• Given instruction: Reproduce word for word the lines of the data below, starting with the line containing "TARGET = green vegetation background" and going on through the line containing "x=118, y=213", with both of those lines included. Give no other lines.

(Raw records)
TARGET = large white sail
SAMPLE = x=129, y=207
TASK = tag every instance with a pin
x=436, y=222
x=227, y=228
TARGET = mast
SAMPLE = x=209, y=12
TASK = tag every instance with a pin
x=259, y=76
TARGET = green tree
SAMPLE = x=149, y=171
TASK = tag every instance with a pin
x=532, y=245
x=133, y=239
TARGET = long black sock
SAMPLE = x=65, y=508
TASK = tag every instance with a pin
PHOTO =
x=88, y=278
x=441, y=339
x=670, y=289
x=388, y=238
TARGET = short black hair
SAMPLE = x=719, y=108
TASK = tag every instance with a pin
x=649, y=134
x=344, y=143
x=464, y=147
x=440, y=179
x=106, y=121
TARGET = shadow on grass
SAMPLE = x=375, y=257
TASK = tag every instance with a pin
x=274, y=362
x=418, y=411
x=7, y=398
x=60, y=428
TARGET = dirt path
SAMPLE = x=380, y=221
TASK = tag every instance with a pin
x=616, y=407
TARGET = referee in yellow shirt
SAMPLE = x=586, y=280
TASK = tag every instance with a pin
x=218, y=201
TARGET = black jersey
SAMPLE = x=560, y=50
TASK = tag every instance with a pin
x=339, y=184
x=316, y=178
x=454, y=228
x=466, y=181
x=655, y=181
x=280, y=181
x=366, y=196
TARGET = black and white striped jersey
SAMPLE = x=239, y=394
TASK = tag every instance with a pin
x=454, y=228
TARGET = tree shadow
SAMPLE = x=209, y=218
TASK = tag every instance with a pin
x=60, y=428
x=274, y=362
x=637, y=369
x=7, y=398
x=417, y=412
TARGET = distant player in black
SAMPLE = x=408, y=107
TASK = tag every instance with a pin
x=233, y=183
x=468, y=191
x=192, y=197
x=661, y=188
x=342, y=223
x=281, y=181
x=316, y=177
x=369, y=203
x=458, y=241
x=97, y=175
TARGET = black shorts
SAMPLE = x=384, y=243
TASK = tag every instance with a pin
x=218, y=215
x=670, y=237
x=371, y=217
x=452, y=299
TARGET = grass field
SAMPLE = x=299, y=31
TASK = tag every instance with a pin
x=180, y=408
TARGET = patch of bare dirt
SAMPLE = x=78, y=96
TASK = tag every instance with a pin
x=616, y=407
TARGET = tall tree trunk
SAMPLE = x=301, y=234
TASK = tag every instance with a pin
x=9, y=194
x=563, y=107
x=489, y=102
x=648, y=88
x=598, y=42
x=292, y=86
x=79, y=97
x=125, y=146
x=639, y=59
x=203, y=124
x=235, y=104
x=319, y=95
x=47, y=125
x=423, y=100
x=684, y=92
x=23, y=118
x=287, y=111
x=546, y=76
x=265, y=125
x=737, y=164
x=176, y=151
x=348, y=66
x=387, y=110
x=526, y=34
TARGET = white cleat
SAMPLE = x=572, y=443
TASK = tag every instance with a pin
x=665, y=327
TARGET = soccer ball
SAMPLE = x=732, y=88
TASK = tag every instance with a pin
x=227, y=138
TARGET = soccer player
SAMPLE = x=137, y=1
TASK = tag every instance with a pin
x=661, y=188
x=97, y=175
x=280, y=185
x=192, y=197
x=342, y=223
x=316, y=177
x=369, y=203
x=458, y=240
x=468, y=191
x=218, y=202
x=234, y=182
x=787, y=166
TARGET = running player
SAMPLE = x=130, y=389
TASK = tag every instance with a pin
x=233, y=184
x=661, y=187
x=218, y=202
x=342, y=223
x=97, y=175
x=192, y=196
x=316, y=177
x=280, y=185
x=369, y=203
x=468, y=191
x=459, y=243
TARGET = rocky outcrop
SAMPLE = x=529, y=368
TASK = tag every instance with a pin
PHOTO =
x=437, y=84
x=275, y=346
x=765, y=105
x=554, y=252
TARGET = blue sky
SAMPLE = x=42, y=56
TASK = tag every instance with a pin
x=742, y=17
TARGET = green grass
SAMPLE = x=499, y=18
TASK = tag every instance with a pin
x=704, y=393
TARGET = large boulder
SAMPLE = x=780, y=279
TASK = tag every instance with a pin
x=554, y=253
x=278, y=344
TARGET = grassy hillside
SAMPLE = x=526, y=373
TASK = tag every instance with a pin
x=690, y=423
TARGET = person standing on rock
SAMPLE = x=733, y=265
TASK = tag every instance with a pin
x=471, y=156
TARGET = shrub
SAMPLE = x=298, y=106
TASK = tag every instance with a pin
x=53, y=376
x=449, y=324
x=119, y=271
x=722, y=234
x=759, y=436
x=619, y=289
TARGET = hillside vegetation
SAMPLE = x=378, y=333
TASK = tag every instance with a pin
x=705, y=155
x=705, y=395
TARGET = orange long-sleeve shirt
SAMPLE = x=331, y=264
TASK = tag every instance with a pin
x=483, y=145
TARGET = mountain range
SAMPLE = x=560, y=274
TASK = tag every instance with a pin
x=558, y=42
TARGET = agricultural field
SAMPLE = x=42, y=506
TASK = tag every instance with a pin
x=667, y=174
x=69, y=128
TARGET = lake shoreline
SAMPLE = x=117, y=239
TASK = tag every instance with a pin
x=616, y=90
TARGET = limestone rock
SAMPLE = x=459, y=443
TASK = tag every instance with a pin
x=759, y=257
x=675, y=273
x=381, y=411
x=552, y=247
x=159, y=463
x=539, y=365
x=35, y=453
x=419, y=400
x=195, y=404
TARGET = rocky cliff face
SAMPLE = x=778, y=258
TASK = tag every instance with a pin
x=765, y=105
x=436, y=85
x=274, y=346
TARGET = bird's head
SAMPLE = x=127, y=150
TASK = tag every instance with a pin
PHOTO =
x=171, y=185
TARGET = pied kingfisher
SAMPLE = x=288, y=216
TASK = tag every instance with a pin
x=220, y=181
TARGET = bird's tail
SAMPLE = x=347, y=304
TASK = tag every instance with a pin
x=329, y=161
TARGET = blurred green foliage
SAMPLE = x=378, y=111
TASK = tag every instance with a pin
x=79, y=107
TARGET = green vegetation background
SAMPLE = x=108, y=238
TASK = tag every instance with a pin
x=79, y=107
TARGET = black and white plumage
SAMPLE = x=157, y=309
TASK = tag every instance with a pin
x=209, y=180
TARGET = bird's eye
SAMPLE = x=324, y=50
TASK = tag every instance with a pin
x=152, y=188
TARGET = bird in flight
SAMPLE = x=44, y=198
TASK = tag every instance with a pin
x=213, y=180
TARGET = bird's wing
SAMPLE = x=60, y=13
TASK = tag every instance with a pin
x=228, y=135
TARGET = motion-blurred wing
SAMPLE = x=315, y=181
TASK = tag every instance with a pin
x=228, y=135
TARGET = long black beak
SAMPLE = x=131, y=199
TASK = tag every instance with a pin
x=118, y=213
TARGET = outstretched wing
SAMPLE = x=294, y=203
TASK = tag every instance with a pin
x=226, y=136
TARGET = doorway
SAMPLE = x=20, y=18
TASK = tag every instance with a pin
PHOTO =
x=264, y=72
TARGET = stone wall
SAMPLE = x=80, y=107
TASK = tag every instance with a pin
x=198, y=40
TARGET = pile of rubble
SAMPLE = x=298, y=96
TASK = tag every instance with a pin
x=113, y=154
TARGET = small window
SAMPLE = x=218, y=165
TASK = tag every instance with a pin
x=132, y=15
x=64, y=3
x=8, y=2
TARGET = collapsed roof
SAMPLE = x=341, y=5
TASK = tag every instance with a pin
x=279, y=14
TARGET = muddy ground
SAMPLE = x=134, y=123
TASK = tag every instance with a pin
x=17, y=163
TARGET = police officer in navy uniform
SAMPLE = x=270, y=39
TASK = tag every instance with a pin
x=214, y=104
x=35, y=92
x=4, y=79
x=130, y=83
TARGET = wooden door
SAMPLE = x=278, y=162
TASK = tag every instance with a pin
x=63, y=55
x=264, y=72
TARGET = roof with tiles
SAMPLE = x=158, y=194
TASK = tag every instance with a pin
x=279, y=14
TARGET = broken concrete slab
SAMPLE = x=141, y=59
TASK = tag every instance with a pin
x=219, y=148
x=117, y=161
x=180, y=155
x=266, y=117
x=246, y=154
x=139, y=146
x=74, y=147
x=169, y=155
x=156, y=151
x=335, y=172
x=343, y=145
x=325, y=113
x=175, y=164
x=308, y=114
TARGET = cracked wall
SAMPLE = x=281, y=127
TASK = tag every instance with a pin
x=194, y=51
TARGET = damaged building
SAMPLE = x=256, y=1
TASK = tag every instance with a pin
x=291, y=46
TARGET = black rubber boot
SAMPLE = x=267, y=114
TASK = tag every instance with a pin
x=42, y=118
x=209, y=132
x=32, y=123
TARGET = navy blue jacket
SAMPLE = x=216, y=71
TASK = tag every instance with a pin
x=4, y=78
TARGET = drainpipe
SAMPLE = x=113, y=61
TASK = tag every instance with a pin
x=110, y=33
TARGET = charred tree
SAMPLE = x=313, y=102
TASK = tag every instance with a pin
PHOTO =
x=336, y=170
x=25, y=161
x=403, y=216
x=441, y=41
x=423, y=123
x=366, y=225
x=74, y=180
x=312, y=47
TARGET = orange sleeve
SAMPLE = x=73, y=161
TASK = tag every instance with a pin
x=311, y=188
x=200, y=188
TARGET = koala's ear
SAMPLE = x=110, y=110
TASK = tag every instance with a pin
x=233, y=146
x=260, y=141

• The result:
TARGET = green vegetation background
SAMPLE = x=108, y=238
TASK = tag every instance with a pin
x=79, y=107
TARGET = black and white plumage
SAMPLE = x=157, y=309
TASK = tag every instance with a pin
x=209, y=180
TARGET = bird's eye
SAMPLE = x=324, y=50
TASK = tag every instance with a pin
x=152, y=188
TARGET = bird in flight
SAMPLE = x=44, y=198
TASK = tag every instance with a pin
x=213, y=180
TARGET = bird's wing
SAMPLE = x=60, y=13
TASK = tag every instance with a pin
x=228, y=135
TARGET = motion-blurred wing
SAMPLE = x=315, y=181
TASK = tag every instance with a pin
x=228, y=135
TARGET = long black beak
SAMPLE = x=131, y=199
TASK = tag every instance with a pin
x=118, y=213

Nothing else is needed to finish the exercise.